'''
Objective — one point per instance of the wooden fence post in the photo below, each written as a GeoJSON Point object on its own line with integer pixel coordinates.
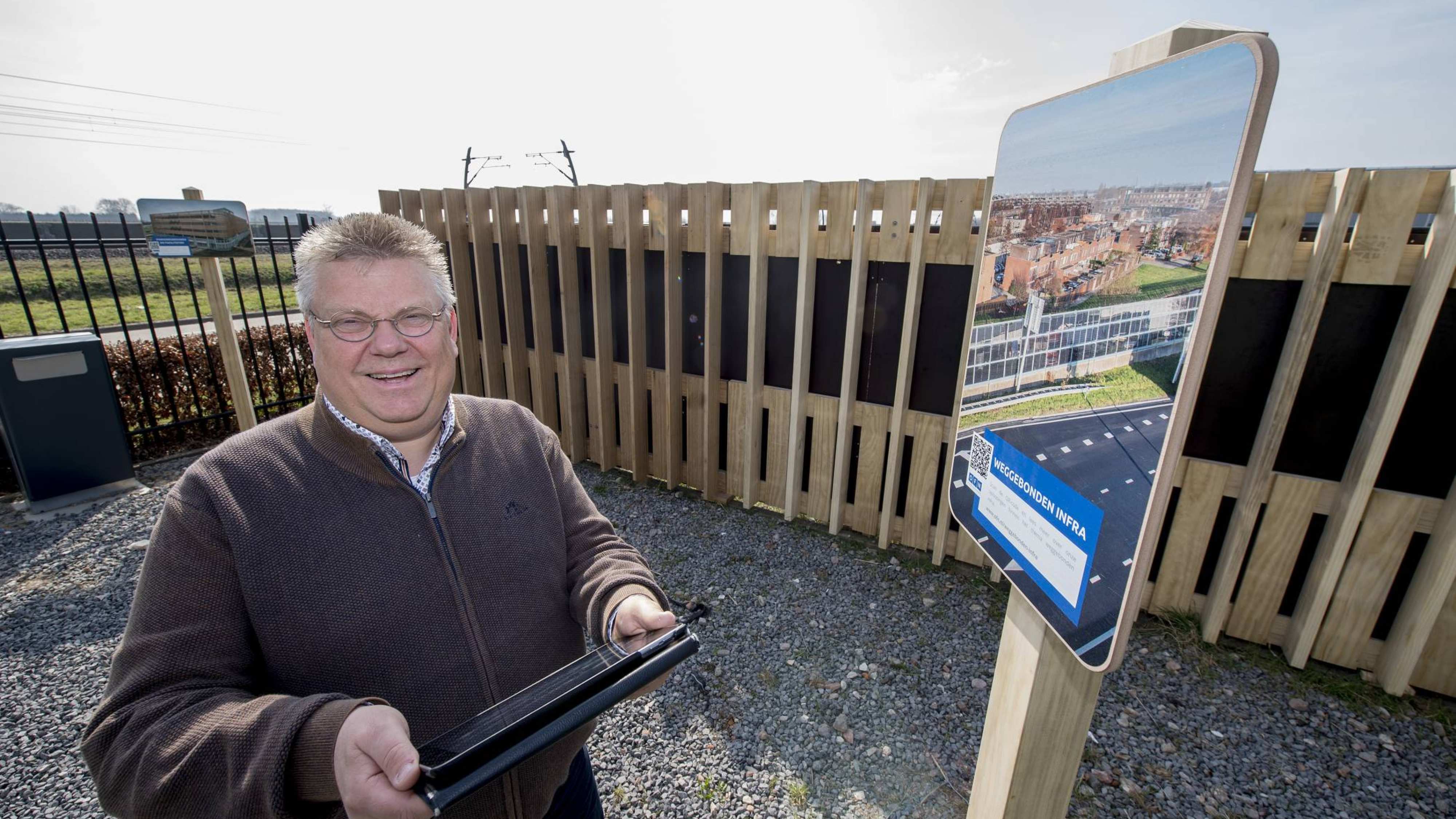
{"type": "Point", "coordinates": [1036, 722]}
{"type": "Point", "coordinates": [1259, 477]}
{"type": "Point", "coordinates": [850, 375]}
{"type": "Point", "coordinates": [1423, 304]}
{"type": "Point", "coordinates": [713, 336]}
{"type": "Point", "coordinates": [909, 328]}
{"type": "Point", "coordinates": [226, 336]}
{"type": "Point", "coordinates": [758, 330]}
{"type": "Point", "coordinates": [803, 340]}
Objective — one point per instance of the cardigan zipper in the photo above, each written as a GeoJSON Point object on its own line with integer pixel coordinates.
{"type": "Point", "coordinates": [512, 806]}
{"type": "Point", "coordinates": [430, 508]}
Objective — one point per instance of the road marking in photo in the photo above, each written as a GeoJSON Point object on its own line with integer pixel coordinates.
{"type": "Point", "coordinates": [1122, 412]}
{"type": "Point", "coordinates": [1096, 642]}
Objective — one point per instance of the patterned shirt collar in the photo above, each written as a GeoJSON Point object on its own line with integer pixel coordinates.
{"type": "Point", "coordinates": [420, 480]}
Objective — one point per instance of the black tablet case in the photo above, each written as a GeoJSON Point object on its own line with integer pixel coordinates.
{"type": "Point", "coordinates": [442, 787]}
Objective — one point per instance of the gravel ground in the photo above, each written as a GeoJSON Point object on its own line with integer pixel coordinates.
{"type": "Point", "coordinates": [835, 681]}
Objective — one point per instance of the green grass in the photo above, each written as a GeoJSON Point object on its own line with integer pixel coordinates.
{"type": "Point", "coordinates": [1150, 282]}
{"type": "Point", "coordinates": [1141, 381]}
{"type": "Point", "coordinates": [104, 304]}
{"type": "Point", "coordinates": [1184, 629]}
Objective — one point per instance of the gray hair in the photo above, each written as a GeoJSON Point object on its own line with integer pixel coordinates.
{"type": "Point", "coordinates": [368, 237]}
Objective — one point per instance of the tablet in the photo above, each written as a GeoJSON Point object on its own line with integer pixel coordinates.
{"type": "Point", "coordinates": [483, 748]}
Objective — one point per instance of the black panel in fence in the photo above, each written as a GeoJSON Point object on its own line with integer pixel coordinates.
{"type": "Point", "coordinates": [84, 274]}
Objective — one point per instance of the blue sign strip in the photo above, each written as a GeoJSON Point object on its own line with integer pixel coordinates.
{"type": "Point", "coordinates": [1071, 517]}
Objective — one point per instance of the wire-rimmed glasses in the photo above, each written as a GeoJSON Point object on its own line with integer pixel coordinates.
{"type": "Point", "coordinates": [350, 325]}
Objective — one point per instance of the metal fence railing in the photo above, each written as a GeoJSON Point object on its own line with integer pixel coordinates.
{"type": "Point", "coordinates": [155, 320]}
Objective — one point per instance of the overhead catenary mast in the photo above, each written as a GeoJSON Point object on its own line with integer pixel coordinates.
{"type": "Point", "coordinates": [486, 162]}
{"type": "Point", "coordinates": [544, 159]}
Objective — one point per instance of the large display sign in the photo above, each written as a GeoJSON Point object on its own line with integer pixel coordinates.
{"type": "Point", "coordinates": [196, 228]}
{"type": "Point", "coordinates": [1103, 266]}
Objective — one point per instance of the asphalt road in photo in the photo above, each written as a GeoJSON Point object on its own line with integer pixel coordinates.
{"type": "Point", "coordinates": [1109, 457]}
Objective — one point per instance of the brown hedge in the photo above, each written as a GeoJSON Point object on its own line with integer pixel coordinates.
{"type": "Point", "coordinates": [189, 375]}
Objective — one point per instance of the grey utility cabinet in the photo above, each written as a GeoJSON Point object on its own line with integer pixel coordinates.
{"type": "Point", "coordinates": [60, 420]}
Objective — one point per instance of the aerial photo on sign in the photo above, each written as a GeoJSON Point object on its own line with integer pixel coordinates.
{"type": "Point", "coordinates": [1104, 216]}
{"type": "Point", "coordinates": [196, 228]}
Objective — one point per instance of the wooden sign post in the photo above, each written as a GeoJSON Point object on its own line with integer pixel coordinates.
{"type": "Point", "coordinates": [1045, 694]}
{"type": "Point", "coordinates": [226, 336]}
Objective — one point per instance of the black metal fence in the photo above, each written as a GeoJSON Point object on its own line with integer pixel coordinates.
{"type": "Point", "coordinates": [152, 314]}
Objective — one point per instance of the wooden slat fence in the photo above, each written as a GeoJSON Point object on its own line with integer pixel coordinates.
{"type": "Point", "coordinates": [762, 347]}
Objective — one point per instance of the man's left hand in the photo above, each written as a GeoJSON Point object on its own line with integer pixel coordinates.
{"type": "Point", "coordinates": [637, 616]}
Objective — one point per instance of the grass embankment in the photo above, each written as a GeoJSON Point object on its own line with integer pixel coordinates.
{"type": "Point", "coordinates": [1184, 629]}
{"type": "Point", "coordinates": [1141, 381]}
{"type": "Point", "coordinates": [74, 302]}
{"type": "Point", "coordinates": [1148, 282]}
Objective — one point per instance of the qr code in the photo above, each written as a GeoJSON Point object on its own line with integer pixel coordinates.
{"type": "Point", "coordinates": [981, 458]}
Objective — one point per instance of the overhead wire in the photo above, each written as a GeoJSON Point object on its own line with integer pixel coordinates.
{"type": "Point", "coordinates": [72, 104]}
{"type": "Point", "coordinates": [44, 113]}
{"type": "Point", "coordinates": [103, 142]}
{"type": "Point", "coordinates": [136, 94]}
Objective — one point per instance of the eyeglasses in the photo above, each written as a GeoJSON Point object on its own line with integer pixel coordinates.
{"type": "Point", "coordinates": [350, 325]}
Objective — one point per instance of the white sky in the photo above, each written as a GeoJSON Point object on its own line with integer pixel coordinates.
{"type": "Point", "coordinates": [389, 95]}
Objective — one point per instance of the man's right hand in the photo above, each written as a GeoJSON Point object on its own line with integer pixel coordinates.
{"type": "Point", "coordinates": [376, 765]}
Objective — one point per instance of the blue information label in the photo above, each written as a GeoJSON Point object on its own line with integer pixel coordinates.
{"type": "Point", "coordinates": [1045, 525]}
{"type": "Point", "coordinates": [167, 247]}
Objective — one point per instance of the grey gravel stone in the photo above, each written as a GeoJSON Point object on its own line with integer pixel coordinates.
{"type": "Point", "coordinates": [749, 739]}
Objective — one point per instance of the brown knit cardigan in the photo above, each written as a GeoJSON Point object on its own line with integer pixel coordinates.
{"type": "Point", "coordinates": [293, 573]}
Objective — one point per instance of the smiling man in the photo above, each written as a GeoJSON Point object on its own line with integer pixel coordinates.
{"type": "Point", "coordinates": [389, 546]}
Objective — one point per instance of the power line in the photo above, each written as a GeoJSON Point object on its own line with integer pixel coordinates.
{"type": "Point", "coordinates": [135, 94]}
{"type": "Point", "coordinates": [74, 104]}
{"type": "Point", "coordinates": [20, 110]}
{"type": "Point", "coordinates": [95, 122]}
{"type": "Point", "coordinates": [92, 130]}
{"type": "Point", "coordinates": [103, 142]}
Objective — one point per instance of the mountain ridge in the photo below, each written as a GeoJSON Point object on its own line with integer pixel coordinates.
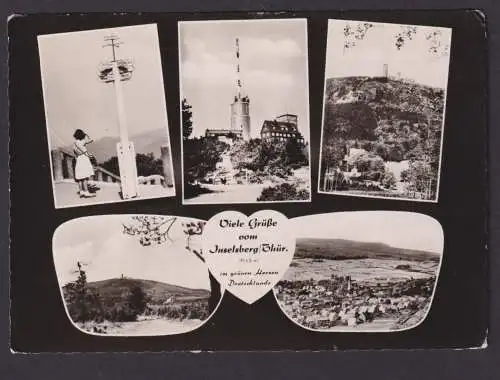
'''
### TASK TO COMPLETE
Give back all of the entries above exactly, with the pictures excluded.

### ANSWER BELOW
Objective — one point per instance of the wooden fence post in the photo below, each written as a GeoJSON Point object on its own line with integer pixel coordinates.
{"type": "Point", "coordinates": [1036, 722]}
{"type": "Point", "coordinates": [1259, 477]}
{"type": "Point", "coordinates": [850, 375]}
{"type": "Point", "coordinates": [1423, 304]}
{"type": "Point", "coordinates": [713, 336]}
{"type": "Point", "coordinates": [909, 328]}
{"type": "Point", "coordinates": [226, 336]}
{"type": "Point", "coordinates": [758, 330]}
{"type": "Point", "coordinates": [803, 340]}
Objective — one point per instance of the cardigan zipper in the photo above, each written as a GeoJSON Point object on its own line with integer pixel coordinates.
{"type": "Point", "coordinates": [512, 806]}
{"type": "Point", "coordinates": [430, 508]}
Objective — one point per instance of the road marking in photo in the photo above, each written as a GeoJSON Point object on its own line with integer pixel coordinates.
{"type": "Point", "coordinates": [1122, 412]}
{"type": "Point", "coordinates": [1096, 642]}
Objective — one point per instance of the patterned shirt collar in the photo above, each written as a GeoJSON Point object on its own line with integer pixel coordinates.
{"type": "Point", "coordinates": [420, 480]}
Objective — one point per instance of the black tablet case in the photo above, each written as a GeoJSON Point object on its own line with integer pixel coordinates.
{"type": "Point", "coordinates": [442, 787]}
Objective — one point per instance of the gravel ground in the photo above, each written as a GeoJSON Point object on its own line with integer pixel coordinates.
{"type": "Point", "coordinates": [835, 681]}
Objective — one point per instance of the green grass in the photo above, each written as a GeoJSON Point object on its own line with integer pixel coordinates.
{"type": "Point", "coordinates": [1150, 282]}
{"type": "Point", "coordinates": [1141, 381]}
{"type": "Point", "coordinates": [104, 304]}
{"type": "Point", "coordinates": [1184, 629]}
Objective — one point per instance of the gray hair in the photo above, each written as a GeoJSON Point object on its own line with integer pixel coordinates.
{"type": "Point", "coordinates": [368, 237]}
Objective — one point per instance of the tablet in the photo above, each written as a GeoJSON Point object on its own line with integer pixel coordinates.
{"type": "Point", "coordinates": [483, 748]}
Objective — one point per instance of the black panel in fence in the photo above, each written as a GeoJSON Point object on its own line with integer pixel coordinates.
{"type": "Point", "coordinates": [84, 274]}
Objective — one point per instance of the blue sign strip in the photo above, each written as a GeoJSON Point object on its own line with integer pixel coordinates.
{"type": "Point", "coordinates": [1071, 517]}
Objective — one point per instance of the wire-rimmed glasses in the photo above, each written as a GeoJSON Point object on its own line with integer pixel coordinates.
{"type": "Point", "coordinates": [350, 325]}
Objective — one point per instance of the metal fence railing in the photo above, each written as a GeoJSON Point object on its own line with integer pixel coordinates.
{"type": "Point", "coordinates": [155, 320]}
Objective — one point per instance of the overhead catenary mast in the photo above, each written as a GeoJSON Point object on its own line with integer pixel coordinates.
{"type": "Point", "coordinates": [486, 162]}
{"type": "Point", "coordinates": [544, 159]}
Objective — one point per instance of the large display sign in the photo above, each written as a GeoJSON Point object on its own line with integer pixel coordinates.
{"type": "Point", "coordinates": [196, 228]}
{"type": "Point", "coordinates": [1103, 266]}
Objective — one point per instance of the asphalt road in photo in the photo above, each written as a GeoJSON Point object on its own line with integer pixel coordinates.
{"type": "Point", "coordinates": [1109, 457]}
Objective — one point per instance of the brown hedge in the photo above, each written as a GeoJSON Point object on its own line with integer pixel coordinates.
{"type": "Point", "coordinates": [189, 375]}
Objective — one point per instance of the grey utility cabinet in the photo above, each written as a GeoJSON Point object on its own line with integer pixel coordinates.
{"type": "Point", "coordinates": [60, 420]}
Objective — one point per instance of the aerial photo on sign in the photo above, each written as a GeoJSON Point object on its own line with integer pixel coordinates.
{"type": "Point", "coordinates": [1104, 216]}
{"type": "Point", "coordinates": [196, 228]}
Objective — one point per instance of the wooden sign post in the photo above, each written as a GeoJSON Point object on its own line with integer pixel coordinates.
{"type": "Point", "coordinates": [1045, 694]}
{"type": "Point", "coordinates": [226, 336]}
Objective — one point per instance of the black metal fence in the photo above, each written as a GeoJSON Point object on its own line with integer pixel coordinates.
{"type": "Point", "coordinates": [152, 314]}
Objective — one point per instance of the wooden slat fence in the photo above, each written as a GeoJSON Point object on its own line with integer pixel coordinates.
{"type": "Point", "coordinates": [762, 347]}
Objective — one point per instance of the man's left hand in the photo above, each written as a GeoJSON Point object on its own line with integer pixel coordinates.
{"type": "Point", "coordinates": [637, 616]}
Objective — one point per instance of the grass embankment in the photo above, each written as a GeoJSON Point object on its own line with integer pixel coordinates.
{"type": "Point", "coordinates": [1184, 629]}
{"type": "Point", "coordinates": [1141, 381]}
{"type": "Point", "coordinates": [74, 302]}
{"type": "Point", "coordinates": [1148, 282]}
Objective — one point per instance of the qr code in the photo above, each written as a GeoJSON Point object on its own line with integer pixel coordinates.
{"type": "Point", "coordinates": [981, 458]}
Objective — one point per instance of the overhead wire in the photo above, each written as a GeoJSON Point object on its own line with integer pixel coordinates.
{"type": "Point", "coordinates": [72, 104]}
{"type": "Point", "coordinates": [44, 113]}
{"type": "Point", "coordinates": [103, 142]}
{"type": "Point", "coordinates": [136, 94]}
Objective — one point per instance of the eyeglasses in the photo above, each written as a GeoJSON Point object on its own line with integer pixel coordinates.
{"type": "Point", "coordinates": [350, 325]}
Objective — one point per instance of the white sky in the photo above, each written as a GeoJSON Point object on its own line with integer pixel coordinates.
{"type": "Point", "coordinates": [389, 95]}
Objective — one point per instance of the man's right hand in the photo above, each written as a GeoJSON Point object on its own line with integer pixel coordinates.
{"type": "Point", "coordinates": [376, 765]}
Objective — one point per instance of the blue information label in the photo above, each written as a GeoJSON Point object on its own line with integer pixel coordinates.
{"type": "Point", "coordinates": [1045, 525]}
{"type": "Point", "coordinates": [167, 247]}
Objective — one point per instance of the grey gravel stone in the photo above, each written as a GeoJSON Point object on its own line with integer pixel coordinates.
{"type": "Point", "coordinates": [749, 739]}
Objective — one point per instance of the brown knit cardigan in the photo above, each written as a GeoJSON Point object on its own line with integer pixel coordinates.
{"type": "Point", "coordinates": [293, 573]}
Objective — one point per instance of the smiling man in the photo above, each written as a GeoJSON Point object on its own line with integer pixel coordinates.
{"type": "Point", "coordinates": [389, 546]}
Objective — one point per instance of the power line in the photo above, each written as a GeoJSON Point object on its own line with integer pixel coordinates.
{"type": "Point", "coordinates": [135, 94]}
{"type": "Point", "coordinates": [74, 104]}
{"type": "Point", "coordinates": [20, 110]}
{"type": "Point", "coordinates": [95, 122]}
{"type": "Point", "coordinates": [92, 130]}
{"type": "Point", "coordinates": [103, 142]}
Objective — one point per instance of the mountain ridge in the photo below, each written as a GeoJSON Point object on its own line with integer pixel coordinates.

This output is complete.